Consegna a - Riscrivi le voci a partire dalla riga che contiene "In this exercise you will mark the overcast" e fino alla fine delle voci, sostituendo "floodlight pole" con "light tower" e lasciando invariato tutto il resto.

Testo di partenza -
- - - -
Quelli del movimento “Io non pago”, la chiamano la rivoluzione islandese, ma i risparmiatori inglesi e olandesi danno fiato ai corni da guerra. Anche perché senza l’intervento del Fondo monetario, i prestiti degli Stati Uniti e dell’Unione europea, l’isola dei vulcani di ghiaccio, non sarebbe risorta dalle ceneri. Restano molti punti deboli, come l’alto debito e il surriscaldamento dei prezzi. E la verità è che nemmeno la piccola Thule ce l’ha fatta con le proprie forze, nonostante possa liberamente svalutare la sua corona.
Mentre si prepara una nuova Costituzione ecologista, partecipativa (tutti hanno dato i loro suggerimenti via Internet) e Web friendly (vietato tagliare la connessione), McDonald’s lascia l’isola. I tre fast food chiudono a causa dei prezzi troppo alti degli alimenti e della difficoltà di mandare avanti l’impresa in un paese isolato. Titolare del franchising è Jon Gardar Ogmundsson. La merce proviene dalla Germania e a causa della crisi e della svalutazione, i costi sono praticamente raddoppiati: “I locali non sono mai stati così pieni, ma i profitti non sono mai stati così bassi. Non ha senso che un chilo di cipolle mi costi come una buona bottiglia di whisky”.
- - - -
[Voci tratte da un dataset]
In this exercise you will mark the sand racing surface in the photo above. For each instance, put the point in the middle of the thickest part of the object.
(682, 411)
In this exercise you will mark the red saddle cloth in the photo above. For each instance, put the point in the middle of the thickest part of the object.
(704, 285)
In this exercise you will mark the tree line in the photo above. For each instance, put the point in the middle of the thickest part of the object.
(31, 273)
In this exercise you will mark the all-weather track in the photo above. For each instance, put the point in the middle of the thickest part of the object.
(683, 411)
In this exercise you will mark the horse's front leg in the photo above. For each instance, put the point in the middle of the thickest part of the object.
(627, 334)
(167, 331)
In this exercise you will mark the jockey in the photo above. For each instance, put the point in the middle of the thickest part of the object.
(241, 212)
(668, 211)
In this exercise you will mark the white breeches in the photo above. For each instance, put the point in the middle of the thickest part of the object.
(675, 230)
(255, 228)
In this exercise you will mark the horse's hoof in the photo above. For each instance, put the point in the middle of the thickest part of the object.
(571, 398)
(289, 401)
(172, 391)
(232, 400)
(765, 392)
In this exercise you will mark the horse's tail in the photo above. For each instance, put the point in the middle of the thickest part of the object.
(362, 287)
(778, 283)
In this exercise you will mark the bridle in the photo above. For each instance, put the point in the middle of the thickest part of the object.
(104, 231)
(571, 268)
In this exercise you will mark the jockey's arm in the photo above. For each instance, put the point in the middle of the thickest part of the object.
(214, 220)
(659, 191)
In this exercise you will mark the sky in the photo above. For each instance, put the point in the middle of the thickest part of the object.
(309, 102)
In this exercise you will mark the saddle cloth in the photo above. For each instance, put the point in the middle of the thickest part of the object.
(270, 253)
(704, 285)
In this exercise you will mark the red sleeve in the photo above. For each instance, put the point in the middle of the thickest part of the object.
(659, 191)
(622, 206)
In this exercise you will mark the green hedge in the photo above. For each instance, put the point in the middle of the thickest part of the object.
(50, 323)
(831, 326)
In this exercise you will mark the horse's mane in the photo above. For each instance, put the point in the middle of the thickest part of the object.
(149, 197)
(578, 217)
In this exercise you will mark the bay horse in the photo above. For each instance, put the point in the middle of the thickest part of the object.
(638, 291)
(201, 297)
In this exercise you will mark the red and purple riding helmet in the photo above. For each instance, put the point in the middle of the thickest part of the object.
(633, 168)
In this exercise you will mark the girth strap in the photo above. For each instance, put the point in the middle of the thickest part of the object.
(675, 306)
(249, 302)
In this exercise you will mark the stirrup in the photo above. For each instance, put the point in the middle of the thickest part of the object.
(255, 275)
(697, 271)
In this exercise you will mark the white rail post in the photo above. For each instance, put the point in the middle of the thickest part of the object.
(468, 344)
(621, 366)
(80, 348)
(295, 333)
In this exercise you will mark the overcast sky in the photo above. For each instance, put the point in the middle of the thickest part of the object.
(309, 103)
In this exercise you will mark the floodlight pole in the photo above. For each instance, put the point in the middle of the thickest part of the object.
- - - -
Consegna b - Copia integralmente il brano sull'Islanda, senza alcuna modifica.

Risposta corretta a -
In this exercise you will mark the overcast sky in the photo above. For each instance, put the point in the middle of the thickest part of the object.
(309, 103)
In this exercise you will mark the light tower in the photo above. For each instance, put the point in the middle of the thickest part of the object.

Risposta corretta b -
Quelli del movimento “Io non pago”, la chiamano la rivoluzione islandese, ma i risparmiatori inglesi e olandesi danno fiato ai corni da guerra. Anche perché senza l’intervento del Fondo monetario, i prestiti degli Stati Uniti e dell’Unione europea, l’isola dei vulcani di ghiaccio, non sarebbe risorta dalle ceneri. Restano molti punti deboli, come l’alto debito e il surriscaldamento dei prezzi. E la verità è che nemmeno la piccola Thule ce l’ha fatta con le proprie forze, nonostante possa liberamente svalutare la sua corona.
Mentre si prepara una nuova Costituzione ecologista, partecipativa (tutti hanno dato i loro suggerimenti via Internet) e Web friendly (vietato tagliare la connessione), McDonald’s lascia l’isola. I tre fast food chiudono a causa dei prezzi troppo alti degli alimenti e della difficoltà di mandare avanti l’impresa in un paese isolato. Titolare del franchising è Jon Gardar Ogmundsson. La merce proviene dalla Germania e a causa della crisi e della svalutazione, i costi sono praticamente raddoppiati: “I locali non sono mai stati così pieni, ma i profitti non sono mai stati così bassi. Non ha senso che un chilo di cipolle mi costi come una buona bottiglia di whisky”.